■ PROMPT
Write out the entries again exactly as they are given.
[START OF ROWS]
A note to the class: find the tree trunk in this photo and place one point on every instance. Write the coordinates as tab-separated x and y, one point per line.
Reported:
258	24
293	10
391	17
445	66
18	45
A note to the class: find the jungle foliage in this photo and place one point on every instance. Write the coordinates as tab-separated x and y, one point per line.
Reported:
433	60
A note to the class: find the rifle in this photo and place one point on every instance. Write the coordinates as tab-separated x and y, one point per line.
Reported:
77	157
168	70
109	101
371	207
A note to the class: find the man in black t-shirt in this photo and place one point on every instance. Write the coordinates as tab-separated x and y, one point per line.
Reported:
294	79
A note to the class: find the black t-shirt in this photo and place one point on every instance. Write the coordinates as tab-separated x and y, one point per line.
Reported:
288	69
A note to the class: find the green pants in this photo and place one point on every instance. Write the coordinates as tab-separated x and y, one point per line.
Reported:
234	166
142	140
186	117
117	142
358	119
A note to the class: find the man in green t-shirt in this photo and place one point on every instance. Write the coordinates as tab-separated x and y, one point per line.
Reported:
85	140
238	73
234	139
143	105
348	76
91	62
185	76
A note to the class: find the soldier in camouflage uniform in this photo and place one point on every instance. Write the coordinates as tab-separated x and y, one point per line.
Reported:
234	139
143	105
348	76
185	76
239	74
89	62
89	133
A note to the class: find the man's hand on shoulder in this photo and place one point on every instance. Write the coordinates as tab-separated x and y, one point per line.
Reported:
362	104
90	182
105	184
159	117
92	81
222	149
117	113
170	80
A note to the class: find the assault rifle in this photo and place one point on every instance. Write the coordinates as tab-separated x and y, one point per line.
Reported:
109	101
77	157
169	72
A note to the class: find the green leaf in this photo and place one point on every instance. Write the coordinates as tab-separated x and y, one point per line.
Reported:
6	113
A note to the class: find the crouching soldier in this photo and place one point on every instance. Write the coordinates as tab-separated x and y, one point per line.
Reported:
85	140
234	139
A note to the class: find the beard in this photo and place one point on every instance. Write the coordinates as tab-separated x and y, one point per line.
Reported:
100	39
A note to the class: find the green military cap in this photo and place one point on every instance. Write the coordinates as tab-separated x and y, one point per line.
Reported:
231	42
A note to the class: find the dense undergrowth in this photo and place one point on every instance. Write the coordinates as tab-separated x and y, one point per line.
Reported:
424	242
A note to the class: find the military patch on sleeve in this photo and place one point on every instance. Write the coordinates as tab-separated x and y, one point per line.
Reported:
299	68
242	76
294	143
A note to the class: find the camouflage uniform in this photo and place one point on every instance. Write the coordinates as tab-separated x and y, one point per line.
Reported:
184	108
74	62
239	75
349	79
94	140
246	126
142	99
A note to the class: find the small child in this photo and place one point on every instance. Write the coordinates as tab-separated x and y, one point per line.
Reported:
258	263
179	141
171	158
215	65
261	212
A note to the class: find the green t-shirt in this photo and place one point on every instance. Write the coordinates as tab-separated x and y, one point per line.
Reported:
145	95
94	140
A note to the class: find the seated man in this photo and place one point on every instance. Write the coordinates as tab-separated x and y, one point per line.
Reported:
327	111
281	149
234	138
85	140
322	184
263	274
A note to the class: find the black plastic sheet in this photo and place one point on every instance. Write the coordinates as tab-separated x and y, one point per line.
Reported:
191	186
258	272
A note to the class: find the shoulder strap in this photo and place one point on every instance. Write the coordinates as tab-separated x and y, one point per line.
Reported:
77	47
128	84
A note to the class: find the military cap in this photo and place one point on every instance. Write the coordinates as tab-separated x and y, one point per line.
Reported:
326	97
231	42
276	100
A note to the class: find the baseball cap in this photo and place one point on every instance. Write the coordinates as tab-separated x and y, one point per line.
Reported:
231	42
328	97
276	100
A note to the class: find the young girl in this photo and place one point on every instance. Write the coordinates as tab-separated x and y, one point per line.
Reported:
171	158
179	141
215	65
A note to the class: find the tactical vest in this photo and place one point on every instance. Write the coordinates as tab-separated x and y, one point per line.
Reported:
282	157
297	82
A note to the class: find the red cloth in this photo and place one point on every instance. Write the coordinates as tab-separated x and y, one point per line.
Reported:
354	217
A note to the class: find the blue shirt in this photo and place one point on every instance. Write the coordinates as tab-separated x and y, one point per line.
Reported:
[END OF ROWS]
■ THE REPLY
A note to the class: find the tree trunk in this photo and place one point on every instance. Write the coordinates as tab-separated x and y, one point per line.
Reported:
258	24
293	10
391	17
445	66
18	45
A note to the class: find the jungle foliage in this photo and place one point on every instance. Write the coordinates as tab-separated x and y, one point per line.
Reported:
433	60
A note to the class: find the rifle in this photo and place one point on every instance. Write the coordinates as tab-separated x and y, one point per line.
Reported:
77	157
168	70
109	101
371	207
A note to the class: find the man in black t-shirt in this photo and place one point on every instance. Write the coordinates as tab-separated x and y, one point per line.
Reported:
294	79
A note to the class: find the black t-shirt in this photo and place one point on every instance. Write the coordinates as tab-separated x and y, one point per line.
Reported:
288	69
A note to the class: find the green pants in this photo and place one point on every instance. Write the coordinates as tab-separated x and y, one point per line.
Reported:
234	166
142	140
186	117
117	142
358	119
A note to the class: find the man in green t-shirt in this photo and place one point on every instance. Write the coordinates as tab-separated x and y, one point per line.
Reported:
85	140
238	73
234	139
143	105
348	76
91	62
185	76
A note to the class: find the soldier in camouflage uniform in this photo and place one point on every instance. Write the coordinates as tab-separated x and y, one point per line.
Reported:
234	139
143	105
348	76
185	76
239	74
89	62
89	133
A note to the class: find the man's hand on shoulder in this photo and place one point on every instance. Write the coordinates as tab-separated x and y, one point per line.
Reported:
362	104
90	182
105	184
159	117
92	81
222	149
117	113
170	80
A note to the class: find the assault rifle in this photo and place one point on every instance. Write the coordinates as tab-separated x and y, one point per line.
Reported:
109	101
77	157
169	72
A note to the class: find the green leaf in this photo and place one point on every instance. Write the coordinates as tab-separated x and y, one point per line.
Reported:
6	113
A note to the class: find the crouching soldier in this photo and place one point on every instance. Write the coordinates as tab-separated x and y, one point per line.
Reported:
85	140
234	139
A note to the class: find the beard in this photo and place one point on every instance. Write the coordinates as tab-separated x and y, one point per line.
Reported:
100	39
A note to the class: find the green military cap in this photo and place one point on every instance. Write the coordinates as tab-separated x and y, one point per line.
Reported:
231	42
A note to the class: find the dense undergrowth in this photo and place one point on every instance. Write the coordinates as tab-separated x and y, one point per line.
Reported:
424	242
A note to the class: find the military patch on sleeve in this photo and place one point on every instance. Write the coordinates as tab-separated x and y, one point per line.
Reported:
299	68
242	76
294	143
A note to the class: find the camouflage uniform in this photo and place one point on every instance. Write the coordinates as tab-separated x and y, one point per line.
Reported:
184	108
74	62
239	75
349	79
94	140
246	126
142	99
A note to the class: find the small child in this photo and place one point on every instance. Write the coordinates as tab-separated x and y, one point per line.
Reported:
258	263
179	141
171	158
215	65
261	212
A note to the class: find the green t-shirt in this photo and place one point on every instance. Write the coordinates as tab-separated x and y, one point per line.
Reported:
145	95
94	140
A note to the class: find the seated man in this photo and place one point on every instance. Write the coordinates as tab-separated x and y, one point per line.
Reported:
327	111
281	149
234	138
85	140
322	184
263	274
A note to the class: find the black plastic sheet in this photo and place one point on every instance. Write the coordinates as tab-separated x and y, one point per line.
Reported:
191	186
258	272
A note to the class: find the shoulder strap in this photo and place one point on every instance. Write the coordinates as tab-separated x and y, one point per line.
Reported:
77	47
128	84
A note to the class: find the military cap in this photo and place one point on every instance. Write the coordinates as tab-separated x and y, one point per line.
Reported:
326	97
231	42
276	100
A note to the class: find the baseball cap in this photo and place one point on every instance. Write the coordinates as tab-separated x and y, one point per line.
Reported:
231	42
328	97
276	100
A note to the class: find the young girl in this photo and place one point on every instance. Write the coordinates as tab-separated x and y, one point per line.
Reported:
171	158
179	141
215	65
A note to the class: find the tactical vest in this photo and place one point on every instance. Write the coordinates as tab-separated x and y, one point per line.
Reported:
282	157
297	82
A note to the class: find the red cloth in this photo and place one point on every instance. Write the coordinates as tab-separated x and y, one point per line.
Reported:
354	217
A note to the class: find the blue shirt in this photo and place one point on every instance. Write the coordinates as tab-separated x and y, one point per line.
Reported:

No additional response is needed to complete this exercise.